▶ _PROVIDED PASSAGE_:
Cognitive behavioral therapy is a short-term form of therapy that usually focuses on one problem at a time. The goal is to help clients see the how their relationships, thoughts, feelings, behavior patterns, and actions all affect each other. This way, the clients can see how their perceptions about different things affect their reactions to various situations. Cognitive behavioral therapy is not a single treatment technique. It refers to a group of therapies that share certain therapeutic methodology characteristics. Some of these therapies include: rational emotive behavior therapy, cognitive therapy, and dialectical behavior therapy, among others.

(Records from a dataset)
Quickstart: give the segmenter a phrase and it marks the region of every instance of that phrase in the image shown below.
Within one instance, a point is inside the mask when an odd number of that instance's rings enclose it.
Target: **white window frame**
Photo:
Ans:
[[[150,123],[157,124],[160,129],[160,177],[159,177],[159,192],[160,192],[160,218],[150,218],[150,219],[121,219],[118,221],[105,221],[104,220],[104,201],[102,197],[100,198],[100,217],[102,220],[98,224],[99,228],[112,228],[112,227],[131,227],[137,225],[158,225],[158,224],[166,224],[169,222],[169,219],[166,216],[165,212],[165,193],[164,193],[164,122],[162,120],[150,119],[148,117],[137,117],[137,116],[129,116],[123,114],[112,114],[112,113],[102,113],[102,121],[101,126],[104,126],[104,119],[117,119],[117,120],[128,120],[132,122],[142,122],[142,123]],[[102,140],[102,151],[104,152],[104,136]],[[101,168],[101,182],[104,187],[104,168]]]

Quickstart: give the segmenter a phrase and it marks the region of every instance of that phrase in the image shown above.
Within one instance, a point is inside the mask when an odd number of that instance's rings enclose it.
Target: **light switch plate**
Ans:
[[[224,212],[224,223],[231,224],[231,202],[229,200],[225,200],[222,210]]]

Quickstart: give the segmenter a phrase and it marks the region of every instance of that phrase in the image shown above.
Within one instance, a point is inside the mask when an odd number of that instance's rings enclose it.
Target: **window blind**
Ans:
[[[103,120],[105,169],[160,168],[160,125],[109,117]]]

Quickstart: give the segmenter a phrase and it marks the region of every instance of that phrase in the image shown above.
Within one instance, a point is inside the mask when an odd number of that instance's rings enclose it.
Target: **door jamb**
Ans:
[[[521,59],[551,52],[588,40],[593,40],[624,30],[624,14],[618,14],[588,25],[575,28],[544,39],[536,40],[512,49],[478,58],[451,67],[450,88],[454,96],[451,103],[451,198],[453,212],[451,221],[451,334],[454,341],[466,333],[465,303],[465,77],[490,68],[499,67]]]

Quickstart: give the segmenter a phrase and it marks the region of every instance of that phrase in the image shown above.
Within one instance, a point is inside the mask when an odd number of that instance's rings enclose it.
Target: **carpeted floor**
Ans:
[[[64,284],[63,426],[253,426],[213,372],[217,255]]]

▶ _TASKS_:
• a. Rewrite the stretch of the passage on cognitive behavioral therapy from "Cognitive behavioral therapy is a" through "therapy, among others.", putting "brief" in place of "short-term".
• b. Decide whether each statement agrees with the passage on cognitive behavioral therapy. Answer yes or no, and quote the words of the passage that settle it.
(i) Cognitive behavioral therapy usually deals with several problems at once.
(ii) Cognitive behavioral therapy is a single treatment technique.
(iii) Dialectical behavior therapy is among the therapies grouped under cognitive behavioral therapy.
• c. Continue the passage on cognitive behavioral therapy past its final sentence.

▶ _TASK-BY-TASK ANSWERS_:
• a.
Cognitive behavioral therapy is a brief form of therapy that usually focuses on one problem at a time. The goal is to help clients see the how their relationships, thoughts, feelings, behavior patterns, and actions all affect each other. This way, the clients can see how their perceptions about different things affect their reactions to various situations. Cognitive behavioral therapy is not a single treatment technique. It refers to a group of therapies that share certain therapeutic methodology characteristics. Some of these therapies include: rational emotive behavior therapy, cognitive therapy, and dialectical behavior therapy, among others.

• b.
(i) No: "usually focuses on one problem at a time."
(ii) No: "Cognitive behavioral therapy is not a single treatment technique."
(iii) Yes: "Some of these therapies include: rational emotive behavior therapy, cognitive therapy, and dialectical behavior therapy, among others."

• c.
How it Works
One of the core beliefs of cognitive behavioral therapy methods is the belief that how someone sees something, regardless of how things actually are, is what determines how they will react to a situation. Therapists who believe in this method believe that if their clients can adjust their thought processes, they can have a direct effect on their emotions and behavior. In the process of cognitive behavioral therapy, therapists help their clients to unlearn their negative reactions and replace them with more positive ones. Clients are taught to break down issues that overwhelm them into smaller, more manageable parts. By doing this, the therapist can set smaller, short-term therapy goals that will gradually adjust how their client thinks, feels, and reacts to the situations that they find challenging. Ultimately, the process of changing a person’s attitudes and behaviors will help them learn to address their issues in more positive and productive ways.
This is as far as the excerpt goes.